*EXERCISE*: Convert the data from the line containing "I challenge you to locate dense" through the line containing "[0,23,79,100]", inclusive, into a JSON list of strings with one string per line, omitting blank lines.
-- BEGIN --
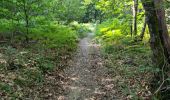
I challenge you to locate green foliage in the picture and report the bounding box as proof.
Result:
[70,22,91,38]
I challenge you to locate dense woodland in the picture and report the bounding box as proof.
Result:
[0,0,170,100]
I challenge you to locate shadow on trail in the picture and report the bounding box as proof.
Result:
[59,33,117,100]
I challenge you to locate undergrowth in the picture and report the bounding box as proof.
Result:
[95,20,157,100]
[0,23,79,100]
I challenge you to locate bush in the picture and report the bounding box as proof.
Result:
[70,22,91,38]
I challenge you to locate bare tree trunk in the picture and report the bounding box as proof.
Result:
[134,0,138,36]
[23,0,29,43]
[141,0,170,100]
[140,17,147,41]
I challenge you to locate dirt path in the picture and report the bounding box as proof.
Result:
[59,33,117,100]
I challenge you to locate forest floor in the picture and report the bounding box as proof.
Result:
[59,33,121,100]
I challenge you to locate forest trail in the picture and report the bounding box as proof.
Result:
[59,33,117,100]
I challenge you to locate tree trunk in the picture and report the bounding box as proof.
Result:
[23,0,29,43]
[134,0,138,36]
[141,0,170,100]
[140,17,147,41]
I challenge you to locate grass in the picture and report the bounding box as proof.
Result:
[0,23,81,100]
[95,20,157,100]
[103,41,155,100]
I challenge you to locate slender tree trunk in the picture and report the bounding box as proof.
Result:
[23,0,29,43]
[140,17,147,41]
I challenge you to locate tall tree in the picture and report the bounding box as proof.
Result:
[141,0,170,99]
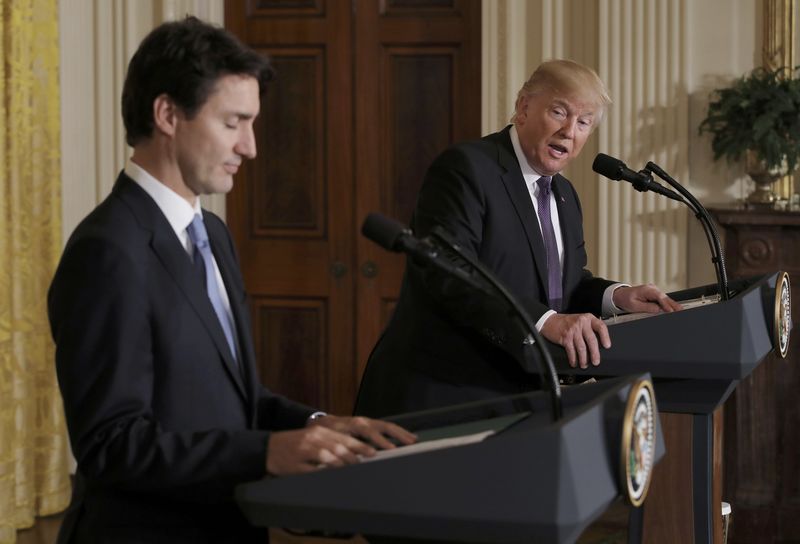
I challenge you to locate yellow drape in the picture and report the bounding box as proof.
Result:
[0,0,70,543]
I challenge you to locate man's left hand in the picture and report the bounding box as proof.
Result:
[309,415,417,450]
[613,283,683,314]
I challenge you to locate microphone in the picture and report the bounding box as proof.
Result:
[592,153,683,202]
[361,213,563,421]
[361,213,436,262]
[361,213,490,292]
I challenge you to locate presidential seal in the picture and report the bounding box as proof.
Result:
[773,272,792,359]
[620,380,657,506]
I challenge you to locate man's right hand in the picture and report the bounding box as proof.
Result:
[541,314,611,368]
[267,415,417,476]
[267,425,375,476]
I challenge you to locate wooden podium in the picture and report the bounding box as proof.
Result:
[236,374,664,543]
[550,273,784,544]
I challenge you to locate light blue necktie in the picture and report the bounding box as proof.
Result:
[186,214,236,361]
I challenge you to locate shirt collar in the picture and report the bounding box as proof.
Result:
[125,160,202,239]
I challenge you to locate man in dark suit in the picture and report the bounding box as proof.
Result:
[356,60,680,416]
[48,18,413,543]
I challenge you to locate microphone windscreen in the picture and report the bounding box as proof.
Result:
[592,153,625,179]
[361,212,406,251]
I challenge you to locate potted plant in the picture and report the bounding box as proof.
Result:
[700,66,800,204]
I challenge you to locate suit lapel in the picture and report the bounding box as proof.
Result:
[497,127,547,293]
[115,174,248,401]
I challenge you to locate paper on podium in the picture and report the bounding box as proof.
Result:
[360,412,530,463]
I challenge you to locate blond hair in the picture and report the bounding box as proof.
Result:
[511,59,611,123]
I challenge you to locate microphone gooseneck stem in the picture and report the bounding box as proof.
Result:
[645,161,730,300]
[431,225,563,421]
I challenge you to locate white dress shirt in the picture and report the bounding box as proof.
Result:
[125,161,236,331]
[509,125,628,330]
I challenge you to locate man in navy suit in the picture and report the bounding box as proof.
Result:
[48,18,414,543]
[356,60,680,416]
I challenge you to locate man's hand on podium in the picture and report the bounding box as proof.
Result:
[613,283,683,314]
[267,415,416,476]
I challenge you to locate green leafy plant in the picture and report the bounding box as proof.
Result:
[700,66,800,172]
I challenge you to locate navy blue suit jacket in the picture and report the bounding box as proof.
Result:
[48,173,312,542]
[356,126,612,417]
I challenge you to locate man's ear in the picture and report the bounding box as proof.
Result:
[153,93,178,136]
[514,95,531,121]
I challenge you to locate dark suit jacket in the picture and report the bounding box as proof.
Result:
[356,127,612,417]
[48,173,312,543]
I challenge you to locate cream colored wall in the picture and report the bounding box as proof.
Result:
[60,0,761,289]
[483,0,761,289]
[59,0,225,241]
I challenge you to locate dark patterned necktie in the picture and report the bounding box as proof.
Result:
[536,176,562,312]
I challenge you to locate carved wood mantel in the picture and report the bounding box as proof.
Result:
[710,205,800,544]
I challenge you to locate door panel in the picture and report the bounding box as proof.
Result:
[355,0,481,374]
[225,0,481,413]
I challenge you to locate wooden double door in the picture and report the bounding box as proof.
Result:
[225,0,481,413]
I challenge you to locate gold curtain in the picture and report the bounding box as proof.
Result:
[0,0,70,543]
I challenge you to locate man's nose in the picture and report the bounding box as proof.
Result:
[559,117,578,139]
[235,127,256,159]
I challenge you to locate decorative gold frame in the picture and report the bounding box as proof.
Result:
[620,379,658,507]
[772,272,792,359]
[761,0,797,199]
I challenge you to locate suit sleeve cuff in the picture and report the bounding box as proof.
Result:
[536,310,556,332]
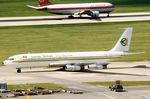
-- END --
*SOLUTION FOR THIS TASK*:
[
  "I challenge you to locate dense woodland in the picture and report the bounding box as proof.",
  "Result:",
  "[0,0,170,100]",
  "I challenge you to locate shadow on trail in the picture and report the bounding box as proof.",
  "Result:",
  "[59,33,117,100]",
  "I challenge you to locate undergrowth in the picture and report the bounding box as proof.",
  "Result:",
  "[95,20,157,100]",
  "[0,23,79,100]"
]